• **TASK PROMPT**
Please restate exactly what appears in the records below from the first line to the line where "Question. The picture above shows the gray" is, that line included.

(Point-per-instance localization data)

============================================================

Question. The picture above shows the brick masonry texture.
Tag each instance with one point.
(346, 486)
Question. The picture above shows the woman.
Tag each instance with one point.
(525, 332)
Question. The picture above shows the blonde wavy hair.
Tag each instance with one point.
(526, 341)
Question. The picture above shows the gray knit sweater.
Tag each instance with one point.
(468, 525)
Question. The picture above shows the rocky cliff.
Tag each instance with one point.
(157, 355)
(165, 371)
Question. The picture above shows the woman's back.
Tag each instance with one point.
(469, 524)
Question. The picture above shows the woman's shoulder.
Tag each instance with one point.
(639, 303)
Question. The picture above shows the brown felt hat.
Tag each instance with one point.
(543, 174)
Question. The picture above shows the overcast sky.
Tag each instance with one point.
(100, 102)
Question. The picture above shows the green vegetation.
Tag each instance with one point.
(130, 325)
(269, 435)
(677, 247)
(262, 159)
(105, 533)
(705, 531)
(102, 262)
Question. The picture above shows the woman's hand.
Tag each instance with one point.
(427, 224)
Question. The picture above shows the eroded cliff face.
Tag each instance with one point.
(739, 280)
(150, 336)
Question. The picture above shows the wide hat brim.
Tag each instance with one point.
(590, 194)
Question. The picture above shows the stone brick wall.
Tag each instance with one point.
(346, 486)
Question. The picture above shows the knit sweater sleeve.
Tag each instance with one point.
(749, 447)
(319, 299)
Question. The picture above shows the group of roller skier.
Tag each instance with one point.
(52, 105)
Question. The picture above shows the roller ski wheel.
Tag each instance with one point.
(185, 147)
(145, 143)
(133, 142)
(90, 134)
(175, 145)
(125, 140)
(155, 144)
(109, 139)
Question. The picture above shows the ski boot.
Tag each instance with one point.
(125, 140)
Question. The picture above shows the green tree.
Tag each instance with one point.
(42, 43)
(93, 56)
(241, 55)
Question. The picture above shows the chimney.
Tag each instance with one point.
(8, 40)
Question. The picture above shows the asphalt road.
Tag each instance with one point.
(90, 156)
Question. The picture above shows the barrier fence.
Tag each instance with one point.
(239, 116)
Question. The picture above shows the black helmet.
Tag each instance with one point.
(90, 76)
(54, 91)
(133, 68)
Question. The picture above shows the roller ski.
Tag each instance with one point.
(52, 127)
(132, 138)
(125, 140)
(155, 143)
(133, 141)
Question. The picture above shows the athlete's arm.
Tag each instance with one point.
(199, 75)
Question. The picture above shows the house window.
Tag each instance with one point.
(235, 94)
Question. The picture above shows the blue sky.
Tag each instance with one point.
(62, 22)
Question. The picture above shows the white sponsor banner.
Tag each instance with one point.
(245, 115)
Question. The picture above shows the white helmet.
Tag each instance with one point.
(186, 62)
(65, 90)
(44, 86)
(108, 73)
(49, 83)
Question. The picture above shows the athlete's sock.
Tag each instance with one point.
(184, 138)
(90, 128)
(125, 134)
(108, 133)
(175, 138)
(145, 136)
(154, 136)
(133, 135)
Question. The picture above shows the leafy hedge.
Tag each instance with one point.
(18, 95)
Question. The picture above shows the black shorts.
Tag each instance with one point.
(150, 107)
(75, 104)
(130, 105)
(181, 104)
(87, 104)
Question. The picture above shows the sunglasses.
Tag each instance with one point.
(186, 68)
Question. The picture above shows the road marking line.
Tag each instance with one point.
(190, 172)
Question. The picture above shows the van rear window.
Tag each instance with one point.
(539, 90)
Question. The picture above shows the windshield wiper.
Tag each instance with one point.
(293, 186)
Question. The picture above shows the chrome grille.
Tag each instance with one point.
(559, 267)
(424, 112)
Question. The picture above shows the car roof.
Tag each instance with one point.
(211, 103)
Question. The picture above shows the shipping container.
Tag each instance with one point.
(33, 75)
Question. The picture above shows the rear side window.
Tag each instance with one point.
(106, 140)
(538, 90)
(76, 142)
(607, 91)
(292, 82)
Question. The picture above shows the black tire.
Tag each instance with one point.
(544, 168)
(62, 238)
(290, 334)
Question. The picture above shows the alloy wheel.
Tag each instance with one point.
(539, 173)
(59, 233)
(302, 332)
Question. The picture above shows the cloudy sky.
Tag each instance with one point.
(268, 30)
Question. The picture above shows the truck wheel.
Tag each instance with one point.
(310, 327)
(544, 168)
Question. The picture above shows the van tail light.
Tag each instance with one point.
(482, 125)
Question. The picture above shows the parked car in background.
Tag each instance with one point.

============================================================

• **EXERCISE SOLUTION**
Question. The picture above shows the brick masonry texture.
Tag each instance with one point.
(346, 486)
Question. The picture above shows the woman.
Tag each instance with one point.
(525, 332)
Question. The picture above shows the blonde wavy hair.
Tag each instance with one point.
(526, 341)
Question. The picture above shows the gray knit sweater.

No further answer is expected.